Coordinate annotation entries
━━━━━━━━

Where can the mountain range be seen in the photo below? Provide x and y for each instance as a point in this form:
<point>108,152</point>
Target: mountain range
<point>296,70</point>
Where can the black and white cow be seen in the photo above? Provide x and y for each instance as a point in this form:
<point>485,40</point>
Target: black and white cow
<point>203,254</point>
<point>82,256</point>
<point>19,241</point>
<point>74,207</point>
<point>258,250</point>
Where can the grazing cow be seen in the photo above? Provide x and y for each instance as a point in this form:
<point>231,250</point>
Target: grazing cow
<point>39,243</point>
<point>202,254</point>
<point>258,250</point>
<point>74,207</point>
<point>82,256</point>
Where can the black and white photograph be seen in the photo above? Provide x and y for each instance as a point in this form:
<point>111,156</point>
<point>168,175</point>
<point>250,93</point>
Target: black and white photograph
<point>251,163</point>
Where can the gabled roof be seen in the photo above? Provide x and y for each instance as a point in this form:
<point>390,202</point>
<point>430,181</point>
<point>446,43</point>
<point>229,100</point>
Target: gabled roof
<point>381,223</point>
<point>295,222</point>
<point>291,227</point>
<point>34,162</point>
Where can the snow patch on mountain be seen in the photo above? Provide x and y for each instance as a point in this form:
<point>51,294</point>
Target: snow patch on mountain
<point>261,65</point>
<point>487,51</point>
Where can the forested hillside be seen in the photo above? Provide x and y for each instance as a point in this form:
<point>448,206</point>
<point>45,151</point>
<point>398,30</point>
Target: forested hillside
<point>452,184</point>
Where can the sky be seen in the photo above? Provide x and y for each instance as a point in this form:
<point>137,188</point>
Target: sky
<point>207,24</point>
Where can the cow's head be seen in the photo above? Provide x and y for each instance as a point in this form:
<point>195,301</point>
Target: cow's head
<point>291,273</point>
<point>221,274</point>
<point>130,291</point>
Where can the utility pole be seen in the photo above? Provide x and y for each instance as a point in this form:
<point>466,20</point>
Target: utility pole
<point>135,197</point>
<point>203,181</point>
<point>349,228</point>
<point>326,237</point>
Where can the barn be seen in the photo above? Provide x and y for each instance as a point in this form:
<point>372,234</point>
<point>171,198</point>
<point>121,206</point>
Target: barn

━━━━━━━━

→ Work instructions
Present each line of the entries above, from the very first line through the line containing "<point>296,70</point>" inclusive, as a JSON array of strings, one string per line and with blank lines omitted.

→ Answer
[
  "Where can the mountain range be seen in the photo below? Provide x and y for each instance as a point in this form:",
  "<point>108,152</point>",
  "Target: mountain range",
  "<point>296,70</point>"
]